**Aim**
Set down the material below in full, matching it exactly.

**Dataset entries**
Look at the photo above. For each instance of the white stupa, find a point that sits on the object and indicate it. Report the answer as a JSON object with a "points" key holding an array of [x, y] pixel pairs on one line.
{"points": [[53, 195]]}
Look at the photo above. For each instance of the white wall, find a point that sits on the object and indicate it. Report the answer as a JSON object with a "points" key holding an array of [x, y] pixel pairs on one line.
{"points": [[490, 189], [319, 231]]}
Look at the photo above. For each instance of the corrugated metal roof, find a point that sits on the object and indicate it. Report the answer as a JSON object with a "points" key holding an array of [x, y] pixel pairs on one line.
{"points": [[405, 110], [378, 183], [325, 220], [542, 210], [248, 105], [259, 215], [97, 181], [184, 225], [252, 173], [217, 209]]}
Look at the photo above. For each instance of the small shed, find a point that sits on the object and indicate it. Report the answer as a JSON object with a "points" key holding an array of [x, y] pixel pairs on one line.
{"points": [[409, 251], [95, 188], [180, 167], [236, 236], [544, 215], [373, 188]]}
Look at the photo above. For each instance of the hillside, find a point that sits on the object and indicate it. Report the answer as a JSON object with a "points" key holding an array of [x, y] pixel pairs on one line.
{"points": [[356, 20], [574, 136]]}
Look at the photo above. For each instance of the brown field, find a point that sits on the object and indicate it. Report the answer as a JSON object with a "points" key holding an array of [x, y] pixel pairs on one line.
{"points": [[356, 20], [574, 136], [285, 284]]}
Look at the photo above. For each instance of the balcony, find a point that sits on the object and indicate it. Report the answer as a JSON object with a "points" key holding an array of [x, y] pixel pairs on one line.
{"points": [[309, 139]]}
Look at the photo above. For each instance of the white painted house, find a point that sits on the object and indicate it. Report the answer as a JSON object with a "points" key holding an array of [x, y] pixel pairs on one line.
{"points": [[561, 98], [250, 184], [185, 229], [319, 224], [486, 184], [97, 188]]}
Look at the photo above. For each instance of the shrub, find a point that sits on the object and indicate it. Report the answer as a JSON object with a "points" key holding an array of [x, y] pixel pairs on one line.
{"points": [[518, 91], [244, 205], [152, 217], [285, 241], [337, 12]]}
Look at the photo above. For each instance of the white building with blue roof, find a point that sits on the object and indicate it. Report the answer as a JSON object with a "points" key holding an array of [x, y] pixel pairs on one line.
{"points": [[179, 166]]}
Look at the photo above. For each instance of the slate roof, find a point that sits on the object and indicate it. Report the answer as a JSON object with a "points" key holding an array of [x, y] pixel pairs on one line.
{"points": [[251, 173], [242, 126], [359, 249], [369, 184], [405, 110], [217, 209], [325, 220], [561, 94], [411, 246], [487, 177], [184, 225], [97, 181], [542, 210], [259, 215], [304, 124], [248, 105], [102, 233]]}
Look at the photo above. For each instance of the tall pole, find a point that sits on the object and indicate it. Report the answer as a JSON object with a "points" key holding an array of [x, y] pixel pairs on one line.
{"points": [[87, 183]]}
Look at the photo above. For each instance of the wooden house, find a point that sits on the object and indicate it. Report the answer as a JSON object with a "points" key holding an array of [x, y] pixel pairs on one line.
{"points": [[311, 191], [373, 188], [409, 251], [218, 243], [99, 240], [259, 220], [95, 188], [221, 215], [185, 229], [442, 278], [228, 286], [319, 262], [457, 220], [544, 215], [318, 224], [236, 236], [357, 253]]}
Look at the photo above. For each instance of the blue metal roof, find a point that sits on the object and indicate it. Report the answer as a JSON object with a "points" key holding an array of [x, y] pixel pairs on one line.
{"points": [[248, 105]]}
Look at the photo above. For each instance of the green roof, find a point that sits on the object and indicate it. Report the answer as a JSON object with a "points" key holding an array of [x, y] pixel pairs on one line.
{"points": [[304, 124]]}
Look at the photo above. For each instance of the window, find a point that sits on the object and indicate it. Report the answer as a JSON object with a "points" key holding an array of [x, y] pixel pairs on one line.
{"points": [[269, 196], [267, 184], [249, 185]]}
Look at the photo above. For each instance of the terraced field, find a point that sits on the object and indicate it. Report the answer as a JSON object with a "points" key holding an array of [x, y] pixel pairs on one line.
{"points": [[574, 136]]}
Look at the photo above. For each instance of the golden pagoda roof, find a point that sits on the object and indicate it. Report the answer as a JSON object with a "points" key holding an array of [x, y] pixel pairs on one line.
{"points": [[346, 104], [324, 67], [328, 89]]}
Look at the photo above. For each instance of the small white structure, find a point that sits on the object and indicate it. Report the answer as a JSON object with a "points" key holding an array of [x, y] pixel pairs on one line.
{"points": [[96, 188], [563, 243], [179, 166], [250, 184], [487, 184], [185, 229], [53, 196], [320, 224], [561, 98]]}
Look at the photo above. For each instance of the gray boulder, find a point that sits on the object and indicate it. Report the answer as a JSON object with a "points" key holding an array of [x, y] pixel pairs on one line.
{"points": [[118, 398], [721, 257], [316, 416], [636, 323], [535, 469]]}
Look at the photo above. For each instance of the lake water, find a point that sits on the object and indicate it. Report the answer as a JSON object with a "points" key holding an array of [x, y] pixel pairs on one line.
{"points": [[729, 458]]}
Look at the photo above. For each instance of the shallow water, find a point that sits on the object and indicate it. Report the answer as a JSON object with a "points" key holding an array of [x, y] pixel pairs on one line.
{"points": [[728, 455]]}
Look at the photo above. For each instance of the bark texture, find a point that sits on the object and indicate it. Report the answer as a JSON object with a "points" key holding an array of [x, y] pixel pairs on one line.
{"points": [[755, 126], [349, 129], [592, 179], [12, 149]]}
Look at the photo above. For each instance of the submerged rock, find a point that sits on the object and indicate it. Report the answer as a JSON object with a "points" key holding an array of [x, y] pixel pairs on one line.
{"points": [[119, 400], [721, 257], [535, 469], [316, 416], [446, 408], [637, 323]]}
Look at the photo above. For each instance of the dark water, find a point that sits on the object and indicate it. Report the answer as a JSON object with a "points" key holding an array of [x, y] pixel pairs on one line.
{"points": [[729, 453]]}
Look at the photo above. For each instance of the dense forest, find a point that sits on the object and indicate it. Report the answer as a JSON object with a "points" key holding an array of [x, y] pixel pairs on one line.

**Result for this task**
Look at the photo above. For each instance of the white stupa, find a point that sits on the object and indicate it. Report the answer as a JSON object with a "points" key holding an array of [x, y] pixel pairs on one line.
{"points": [[53, 195]]}
Look at the photo above. For each instance of the white wall, find a point that sits on the object and indicate it. Report the answer as a JSON object with a "points" key holding an array of [x, y] pixel pairs on one line.
{"points": [[490, 189], [319, 231]]}
Look at the photo above. For each instance of the corrugated metal roof, find a point that sits on the object and indicate it. Report the answer as a JSON object with a "points" key holding an array of [x, y] pixel pairs on one line.
{"points": [[405, 110], [378, 183], [325, 220], [542, 210], [248, 105], [259, 215], [97, 181], [184, 225], [252, 173], [217, 209]]}
Look at the photo above. For each instance of the small shed, find a point that sits on the object and indicate it. Report the answer as a JSON object with a "points" key holding an array of [x, y] pixel pairs on one line.
{"points": [[409, 251], [95, 188], [180, 167], [236, 236], [544, 215], [373, 188]]}
Look at the photo above. For each instance of the hillside, find a point that sits on the object and indicate it. Report the answer as a JSON object with a "points" key holding an array of [x, y] pixel pairs on one line.
{"points": [[356, 20], [574, 136]]}
Look at the photo above. For each instance of the brown field, find a point that sits on the object and indicate it. Report the answer as a JSON object with a "points" key holding an array of [x, y] pixel pairs on one line.
{"points": [[356, 20], [574, 136], [285, 284]]}
Look at the photo above. For each instance of the balcony, find a point that sits on the object and indicate it. Report the answer as a JSON object with a "points" key holding an array of [x, y] pixel pairs on one line.
{"points": [[309, 139]]}
Look at the photo above. For each instance of the white painted house, find a point that sits on the object and indicate it. Report the answer as a JSON object with a "points" key holding an array of [x, y] pixel pairs on one line.
{"points": [[561, 98], [250, 184], [185, 229], [319, 224], [486, 184], [97, 188]]}
Look at the photo above. For each instance of the shrub, find a point that sits on the object and indicate it. Report the answer as a JSON object with a "points" key holding an array of [x, y] pixel pairs on one line.
{"points": [[518, 91], [244, 205], [152, 217], [285, 241], [337, 12]]}
Look at the photo above. For each instance of the white building with blue roof, find a point that sits on the object and indicate it. Report the answer as a JSON object with a "points" key holding an array of [x, y] pixel pairs on one line.
{"points": [[179, 166]]}
Look at the photo above. For each instance of the slate roof, find a point that sits on the object and indicate it. Report the answer as a JSON object with a "points" key holding an array of [x, y] pixel pairs on one line.
{"points": [[251, 173], [242, 126], [359, 249], [369, 184], [405, 110], [217, 209], [325, 220], [561, 94], [411, 246], [487, 177], [184, 225], [97, 181], [542, 210], [259, 215], [304, 124], [248, 105], [102, 233]]}
Look at the photo above. For each instance of the tall pole, find a point that sits on the object and indicate it. Report the answer as a JSON object with a "points" key holding an array of [x, y] pixel pairs on one line.
{"points": [[87, 183]]}
Look at the photo above. For each instance of the wooden house, find a point that sits on the object and indicate it. Report the answer as a JSON object with a "points" key holding an array of [x, y] pixel pairs on one line.
{"points": [[311, 191], [373, 188], [409, 251], [218, 243], [99, 240], [259, 220], [95, 188], [221, 215], [185, 229], [442, 278], [228, 286], [319, 262], [457, 220], [544, 215], [318, 224], [236, 236], [357, 253]]}
Look at the photo above. For each instance of the blue metal roof, find a point that sits on the object and indicate it. Report the answer as a JSON object with a "points" key holding an array of [x, y] pixel pairs on one line.
{"points": [[248, 105]]}
Look at the photo above. For each instance of the green roof, find a point that sits on the object and indicate it. Report the answer as a JSON object with a "points" key holding an array of [x, y] pixel pairs on one line.
{"points": [[304, 124]]}
Look at the photo above. For each instance of the window, find a point that sits on the object and indicate it. Report the answer as a JSON object with a "points" key holding an array of [x, y] pixel pairs on one line.
{"points": [[269, 196], [267, 184], [249, 185]]}
Look at the photo above. For each instance of the terraced field, find a point that sits on the object and indicate it. Report the answer as a JSON object with a "points" key holding an array of [x, y] pixel pairs on one line.
{"points": [[574, 136]]}
Look at the photo above. For each instance of the golden pagoda roof, find a point that sits on the object and indicate it. Report the answer as a JSON object with a "points" key holding an array of [x, y] pixel pairs on one line.
{"points": [[346, 104], [324, 67], [328, 89]]}
Look at the photo above. For each instance of the small white structure, find a point that sits on the object and indicate it. Report the answer as a JSON object with a "points" key holding an array of [x, y] pixel pairs on one line.
{"points": [[96, 188], [563, 243], [179, 166], [250, 184], [487, 184], [185, 229], [53, 196], [320, 224], [561, 98]]}
Look at the photo above. For each instance of the gray boulder, find a point that sits on the object and indicate it. Report the answer as a JSON object with a "points" key holding an array of [x, y] pixel pairs on one line.
{"points": [[118, 398], [721, 257], [316, 416], [636, 323], [535, 469]]}
Look at the photo above. For each instance of the lake water, find a point that sits on the object and indicate it. Report the answer as a JSON object with a "points" key holding an array of [x, y] pixel pairs on one line.
{"points": [[729, 458]]}
Look at the photo above. For each instance of the shallow water, find a point that sits on the object and indicate it. Report the answer as a JSON object with a "points" key holding an array of [x, y] pixel pairs on one line.
{"points": [[728, 455]]}
Look at the photo above. For each instance of the bark texture, find a point that sits on the object and indicate it. Report the answer as a JSON object with a "points" key holding an array of [x, y] pixel pairs on one line.
{"points": [[755, 126], [349, 129], [592, 179], [12, 149]]}
Look at the photo above. For each instance of the submerged rock, find a point that sits on the object and indicate it. Report the answer as a JSON object with a "points" key holding an array of [x, y] pixel pairs on one line.
{"points": [[119, 400], [721, 257], [535, 469], [316, 416], [446, 408], [637, 323]]}
Look at the photo above. For each instance of the dark water, find a point that sits on the object and indicate it. Report the answer as a JSON object with a "points" key holding an array of [x, y] pixel pairs on one line.
{"points": [[729, 453]]}
Look at the photo above. For each instance of the dense forest, find a point that sits on the object and indicate it. Report the answer as a JSON object with a "points" key holding an array of [x, y] pixel pairs on one line.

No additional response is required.